→ **WHAT TO WORK ON**
Type the records out again in full, exactly.

→ **DATA ROWS**

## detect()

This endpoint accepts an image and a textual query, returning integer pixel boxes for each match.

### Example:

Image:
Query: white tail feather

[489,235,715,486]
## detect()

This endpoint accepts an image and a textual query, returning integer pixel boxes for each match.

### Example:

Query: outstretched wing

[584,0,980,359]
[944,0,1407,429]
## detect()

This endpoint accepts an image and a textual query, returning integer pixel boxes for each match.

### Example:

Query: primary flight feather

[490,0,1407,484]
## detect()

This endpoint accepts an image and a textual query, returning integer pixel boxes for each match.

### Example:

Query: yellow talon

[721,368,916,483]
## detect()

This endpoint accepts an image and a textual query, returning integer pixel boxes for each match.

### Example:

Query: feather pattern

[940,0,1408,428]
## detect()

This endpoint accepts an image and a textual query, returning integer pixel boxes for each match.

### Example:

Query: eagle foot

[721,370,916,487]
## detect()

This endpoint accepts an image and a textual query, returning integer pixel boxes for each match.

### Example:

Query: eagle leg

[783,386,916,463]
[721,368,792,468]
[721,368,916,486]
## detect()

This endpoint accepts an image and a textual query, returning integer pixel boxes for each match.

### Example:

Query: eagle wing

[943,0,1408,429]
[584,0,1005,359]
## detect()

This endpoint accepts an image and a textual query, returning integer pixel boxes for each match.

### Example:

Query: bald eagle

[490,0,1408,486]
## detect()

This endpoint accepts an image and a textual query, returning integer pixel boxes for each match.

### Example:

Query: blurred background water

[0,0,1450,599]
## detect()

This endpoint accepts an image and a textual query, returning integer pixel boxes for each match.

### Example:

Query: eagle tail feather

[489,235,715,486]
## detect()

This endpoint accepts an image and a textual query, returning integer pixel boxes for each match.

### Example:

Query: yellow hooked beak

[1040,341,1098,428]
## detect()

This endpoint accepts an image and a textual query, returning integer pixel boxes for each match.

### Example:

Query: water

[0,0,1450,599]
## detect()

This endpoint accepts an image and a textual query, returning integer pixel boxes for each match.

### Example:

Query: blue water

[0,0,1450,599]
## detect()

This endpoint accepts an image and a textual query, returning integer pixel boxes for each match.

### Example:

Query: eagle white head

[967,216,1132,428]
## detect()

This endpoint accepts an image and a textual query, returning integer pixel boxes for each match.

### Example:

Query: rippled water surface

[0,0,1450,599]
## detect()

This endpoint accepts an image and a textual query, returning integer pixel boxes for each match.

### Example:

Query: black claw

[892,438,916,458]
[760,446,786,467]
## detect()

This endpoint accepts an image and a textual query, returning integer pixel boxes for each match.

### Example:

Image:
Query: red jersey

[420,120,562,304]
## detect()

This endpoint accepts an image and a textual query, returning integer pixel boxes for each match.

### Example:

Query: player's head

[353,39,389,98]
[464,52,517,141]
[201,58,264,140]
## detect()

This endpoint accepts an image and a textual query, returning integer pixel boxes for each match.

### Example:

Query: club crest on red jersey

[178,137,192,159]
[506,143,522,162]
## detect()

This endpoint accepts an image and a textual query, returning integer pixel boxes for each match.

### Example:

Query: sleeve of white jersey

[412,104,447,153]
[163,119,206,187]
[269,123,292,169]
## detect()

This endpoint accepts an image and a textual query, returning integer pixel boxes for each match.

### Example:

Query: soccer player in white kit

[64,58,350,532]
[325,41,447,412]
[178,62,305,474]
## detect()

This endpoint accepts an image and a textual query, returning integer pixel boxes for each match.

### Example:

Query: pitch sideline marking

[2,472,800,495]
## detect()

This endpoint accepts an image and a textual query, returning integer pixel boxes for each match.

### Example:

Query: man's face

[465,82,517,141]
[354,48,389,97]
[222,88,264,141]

→ **RESULT OF THE TASK**
## detect()

This endpoint accepts an image and a textual query, returning integer pixel boxes for each match.

### Example:

Image:
Query: white tail feather

[489,235,715,486]
## detect()

This endpoint accepts an image and a textual query, returning integer pixel boxes for each match.

### Example:

Query: outstretched wing

[584,0,980,359]
[944,0,1407,429]
## detect()

This endpoint accepts an image and a textual query, returning integer pixel boxes for each match.

### Example:

Query: primary flight feather

[490,0,1407,484]
## detect()

This endpoint accepts an image and a textual query, returning integer pixel boxes for each match.

### Example:

Query: yellow talon

[721,368,916,483]
## detect()

This endpoint accepts an image and a textual query, returning integer pixel boxes for each match.

### Example:

Query: feather pattern

[940,0,1408,428]
## detect()

This endpoint accepts an image and a textual query, returning integer pixel boxes for each match.

### Example:

Query: eagle foot

[721,370,916,487]
## detect()

This endpoint accepts an image and a textual query, returning integer pixel boxes for each match.

### Example:

Query: eagle leg

[783,386,916,463]
[721,368,792,468]
[721,368,916,486]
## detect()

This endpoint accepts an image and a textual query, returning integer pixel boxes for each match.

### Example:

Query: eagle wing

[943,0,1408,429]
[584,0,1005,359]
## detect()

This endpoint accepts an image and a textual query, returning integer pixel boxes for each match.

### Example:

Query: bald eagle

[490,0,1408,486]
## detect()

This endpoint accepts an image and a textual query, returning integer pixel boxes for each match.

### Example:

Query: blurred background water

[0,0,1450,599]
## detect()

This endpoint accepts an image and a textual query, returning integer pixel boxes for each match.

### Example:

Query: eagle tail feather

[489,235,715,486]
## detect()

This endpoint accepts an image and a textual query, returning integer pixel boxes for each match.

### Example:

Query: yellow hooked beak

[1040,341,1098,428]
## detect()

This endpoint accepts an image and a textual query, returning integer pixel boxes for each match.

### Example:

Query: water

[0,0,1450,599]
## detect()

This endpoint accepts an image and a textual query, returning integer pixel boxes for each match.

### Example:

Query: blue water

[0,0,1450,599]
## detect()

This endpoint accepts an image and a textual query, returning integer pixel boxes for each match.

### Example:

Query: eagle white head

[967,216,1132,428]
## detect()

This endpoint accepts an image and a textual query, returning integer pixel boxes for each match.

### Example:

Query: rippled water surface

[0,0,1450,599]
## detect()

This endpoint accepts an image and a textual query, returning integer pixel boxes for each match.

### Example:

Query: black claw

[892,438,916,458]
[760,446,786,467]
## detect()

This endpoint accepts an image and a textual query, returning integer pixel boxes for each match.

### Example:

Image:
Query: red jersey

[420,120,562,304]
## detect()

This endpoint accepts an image and a textual query, returning integer pixel boxes for each match.

### Example:

Query: player's head

[353,39,389,98]
[464,52,517,141]
[201,58,264,140]
## detect()

This endpoint accepts an image and a textual query, returning integer pixel boxes for each match.

### Example:

Query: club crest on red jersey

[178,137,192,159]
[506,143,522,162]
## detect()

This endpoint accepts an image and a textual query, returning integer pixel boxes for each match.

### Example:

Query: sleeve of white jersey

[412,104,447,153]
[163,119,206,187]
[269,123,292,169]
## detect()

This endpoint accepts an image and a textual query, returning integer pixel boxes for each match.

### Example:

Query: soccer player in white kit

[64,58,350,532]
[325,41,447,412]
[178,62,305,474]
## detect()

This endpoint accepts an image and a textual query, returning integer pixel boxes for each match.

### Example:

Query: pitch sideline marking

[2,472,800,495]
## detect()

This endpoint accepts an image and a textual query, returning integer pixel boxes for each match.

### Example:

Query: man's face

[465,82,517,141]
[354,48,389,97]
[222,88,264,141]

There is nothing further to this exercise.